▸ Источник
-*-*-

Граф д’Артуа, в противоположность своему старшему брату, был очаровательным принцем, живым, легкомысленным, шумным, расточительным, ветреным, нескромным и вечно ставившим других в крайне неловкое положение; его отличали изящество движений и приятное лицо, хотя его нижняя губа, нависавшая над подбородком, зачастую придавала ему простоватый вид, который особенно хорошо подчеркивал остроумные высказывания, в высшей степени французские, нередко слетавшие с его уст. Он любил женщин настолько же, насколько его брат ненавидел их, и всякое другое общество, отличное от женского, было для него невыносимо. Пройдя, словно по лестнице, по всем ступеням общества, он перешел от Трианона к Опере, а от Оперы — к самым злачным местам Парижа. И потому принц д’Энен, капитан его телохранителей и одновременно управляющий домом и финансами мадемуазель Софи Арну, выполнял при нем самые разнообразные обязанности, среди которых была одна, называвшаяся как простыми людьми, так и придворными довольно грубым словом. Несмотря на все это, а может быть, и по причине всего этого, граф д’Артуа пользовался определенной популярностью, которую никак не мог завоевать и так никогда и не завоевал граф Прованский.
Жена графа д’Артуа, как и жена графа Прованского, была принцесса Савойского дома, завистливая, как и та, но ужасающе глупая и уныло развратная. Она была довольно некрасива; ее длинный нос служил поводом для забавных карикатур, не щадивших ее; даже ее собственный муж смеялся над свойственной ей легкомысленностью и отправлялся в Пале-Рояль утешаться с мадемуазель Дюте, что дало тогдашним шутникам основание говорить, будто граф д’Артуа, заимев в Версале несварение желудка от савойского пирога, приезжает отведать чайку в Париж.

-*-*-

▸ Извлеченные данные
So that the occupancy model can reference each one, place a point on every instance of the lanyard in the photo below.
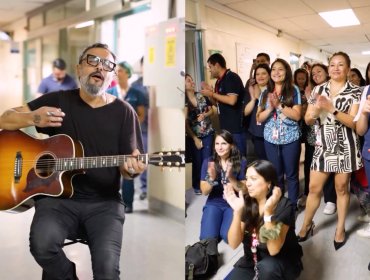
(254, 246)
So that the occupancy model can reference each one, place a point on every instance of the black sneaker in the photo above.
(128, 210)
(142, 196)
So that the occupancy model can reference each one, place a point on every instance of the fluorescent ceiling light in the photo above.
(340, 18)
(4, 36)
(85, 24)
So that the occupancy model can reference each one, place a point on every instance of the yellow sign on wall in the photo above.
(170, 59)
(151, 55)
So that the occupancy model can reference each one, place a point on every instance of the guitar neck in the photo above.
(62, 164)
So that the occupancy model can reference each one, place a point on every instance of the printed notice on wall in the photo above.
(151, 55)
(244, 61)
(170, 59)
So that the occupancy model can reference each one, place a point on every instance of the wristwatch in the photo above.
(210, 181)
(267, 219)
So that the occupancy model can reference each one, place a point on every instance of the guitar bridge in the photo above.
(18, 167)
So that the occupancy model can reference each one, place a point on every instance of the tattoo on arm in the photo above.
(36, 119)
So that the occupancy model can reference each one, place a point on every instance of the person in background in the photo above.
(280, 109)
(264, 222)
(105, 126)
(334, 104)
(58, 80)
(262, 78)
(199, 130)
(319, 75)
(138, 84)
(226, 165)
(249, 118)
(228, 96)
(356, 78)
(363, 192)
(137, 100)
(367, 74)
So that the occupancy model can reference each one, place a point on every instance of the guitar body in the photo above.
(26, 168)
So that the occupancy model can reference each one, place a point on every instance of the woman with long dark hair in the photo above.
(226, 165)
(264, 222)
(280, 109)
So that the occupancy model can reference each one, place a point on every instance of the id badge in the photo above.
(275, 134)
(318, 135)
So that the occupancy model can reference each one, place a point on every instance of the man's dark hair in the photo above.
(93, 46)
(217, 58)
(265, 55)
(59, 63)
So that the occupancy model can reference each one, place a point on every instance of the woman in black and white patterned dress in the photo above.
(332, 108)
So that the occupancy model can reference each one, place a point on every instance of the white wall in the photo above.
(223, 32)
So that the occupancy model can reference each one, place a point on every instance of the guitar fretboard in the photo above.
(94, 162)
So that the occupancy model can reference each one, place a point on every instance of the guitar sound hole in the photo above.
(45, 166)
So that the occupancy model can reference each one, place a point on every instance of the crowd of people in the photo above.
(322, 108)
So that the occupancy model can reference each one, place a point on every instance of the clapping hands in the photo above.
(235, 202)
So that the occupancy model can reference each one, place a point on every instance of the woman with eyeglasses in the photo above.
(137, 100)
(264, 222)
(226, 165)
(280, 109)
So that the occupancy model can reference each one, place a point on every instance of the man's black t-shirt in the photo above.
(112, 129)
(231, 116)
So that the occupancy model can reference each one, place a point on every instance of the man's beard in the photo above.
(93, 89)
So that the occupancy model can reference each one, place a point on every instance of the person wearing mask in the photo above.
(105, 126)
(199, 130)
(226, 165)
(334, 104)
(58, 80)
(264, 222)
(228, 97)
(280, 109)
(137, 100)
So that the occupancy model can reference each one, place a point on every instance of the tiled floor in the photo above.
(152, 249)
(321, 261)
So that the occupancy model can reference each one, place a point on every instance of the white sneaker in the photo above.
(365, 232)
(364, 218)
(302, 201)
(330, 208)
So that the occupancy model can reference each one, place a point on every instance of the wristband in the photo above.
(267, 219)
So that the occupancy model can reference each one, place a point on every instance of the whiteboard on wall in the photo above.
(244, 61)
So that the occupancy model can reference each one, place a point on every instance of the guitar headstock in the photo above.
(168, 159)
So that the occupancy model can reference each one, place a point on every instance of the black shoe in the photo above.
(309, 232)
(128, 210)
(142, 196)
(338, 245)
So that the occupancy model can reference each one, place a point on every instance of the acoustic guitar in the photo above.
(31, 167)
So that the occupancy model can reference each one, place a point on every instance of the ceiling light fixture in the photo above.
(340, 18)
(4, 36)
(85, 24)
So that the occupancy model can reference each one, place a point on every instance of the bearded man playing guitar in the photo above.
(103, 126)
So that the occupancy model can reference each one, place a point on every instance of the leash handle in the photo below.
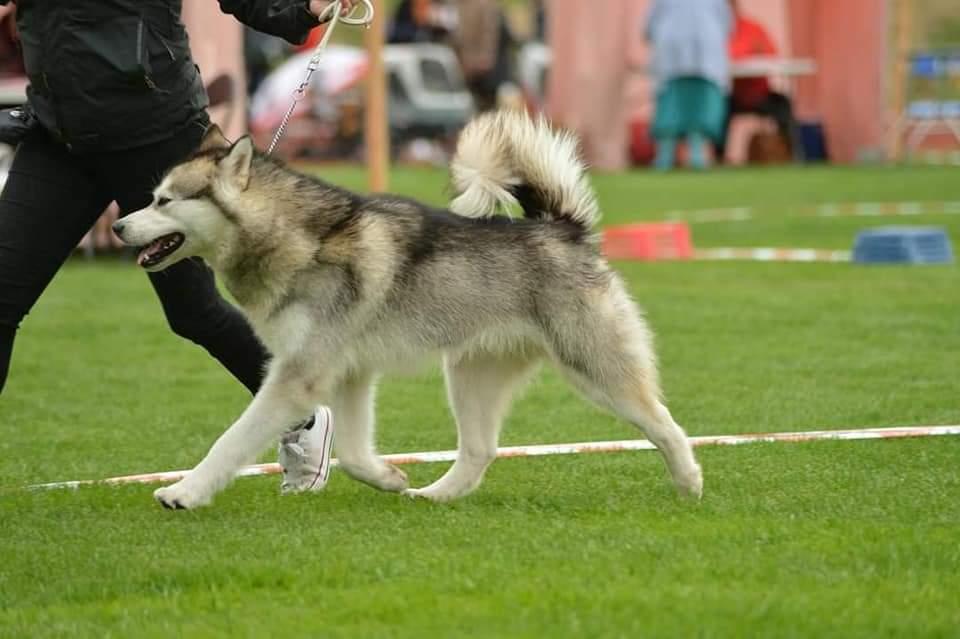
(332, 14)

-*-*-

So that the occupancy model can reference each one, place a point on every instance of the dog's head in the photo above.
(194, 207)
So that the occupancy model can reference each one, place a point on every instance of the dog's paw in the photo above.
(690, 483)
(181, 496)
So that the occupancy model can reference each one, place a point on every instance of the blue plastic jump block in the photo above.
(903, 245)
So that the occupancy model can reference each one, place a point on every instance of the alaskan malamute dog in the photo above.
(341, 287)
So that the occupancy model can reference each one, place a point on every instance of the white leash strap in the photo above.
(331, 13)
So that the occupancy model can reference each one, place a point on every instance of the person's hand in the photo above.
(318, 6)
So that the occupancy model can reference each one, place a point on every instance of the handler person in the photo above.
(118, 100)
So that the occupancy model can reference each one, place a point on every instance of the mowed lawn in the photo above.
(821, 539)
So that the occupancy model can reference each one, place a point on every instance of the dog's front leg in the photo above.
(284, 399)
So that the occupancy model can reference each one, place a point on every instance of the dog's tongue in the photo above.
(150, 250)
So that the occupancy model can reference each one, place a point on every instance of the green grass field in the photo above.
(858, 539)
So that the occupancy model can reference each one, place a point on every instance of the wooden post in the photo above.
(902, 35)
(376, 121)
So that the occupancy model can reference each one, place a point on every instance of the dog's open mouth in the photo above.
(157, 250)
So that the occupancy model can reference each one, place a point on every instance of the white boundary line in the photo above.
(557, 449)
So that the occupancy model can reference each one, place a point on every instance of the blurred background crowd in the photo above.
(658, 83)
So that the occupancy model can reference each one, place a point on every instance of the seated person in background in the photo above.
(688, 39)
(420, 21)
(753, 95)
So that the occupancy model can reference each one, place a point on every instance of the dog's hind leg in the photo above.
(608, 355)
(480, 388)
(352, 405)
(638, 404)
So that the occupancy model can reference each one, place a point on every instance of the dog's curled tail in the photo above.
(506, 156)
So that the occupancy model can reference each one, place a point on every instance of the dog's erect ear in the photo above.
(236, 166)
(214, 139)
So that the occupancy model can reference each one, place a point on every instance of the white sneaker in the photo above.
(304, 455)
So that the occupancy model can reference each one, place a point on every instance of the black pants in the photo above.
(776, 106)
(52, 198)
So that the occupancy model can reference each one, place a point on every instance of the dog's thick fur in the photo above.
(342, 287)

-*-*-

▸ Задание 1
С кем, согласно тексту о графе д’Артуа, он утешался в Пале-Рояле?
▸ Задание 2
Продолжите текст о графе д’Артуа после его последнего предложения.

▸ Результат упражнения 1
С мадемуазель Дюте.

▸ Результат упражнения 2
После двух этих принцев шли герцог Орлеанский и герцог Шартрский.
Герцог Орлеанский, внук регента, был серьезным человеком, кровь которого несла в себе дух противоречия, присущий его семье, но никогда не выставлявшийся им наружу. Женатый вначале на Луизе Анриетте де Конти и безумно влюбленный в нее, герцог видел, как она, отыскивая себе удовольствия повсюду, предавалась всем видам распутства, характерным для самого скандального поведения; она претворила в жизнь те мечтания, какие сатира Ювенала приписывает жене Клавдия, и, подобно той, эту новоявленную Лициску не раз обвиняли в том, что в саду Пале-Рояля она просила у первых встречных незнакомцев наслаждений, которые, как античную Мессалину, могли утомить ее, но были неспособны насытить ее лоно.
В описываемое время, целиком погрузившись в радости частной жизни и предоставив г-же де Монтессон, в руки которой он отдал свое счастье, исполнять столь приятную задачу, герцог уединенно жил в своем доме в Ренеи или в своем замке Виллер-Котре, владея годовым доходом в четыре миллиона, из которых без всякой чрезмерной экономии ему удавалось откладывать пару миллионов ежегодно, хотя и покрывая при этом издержки своего сына, герцога Шартрского.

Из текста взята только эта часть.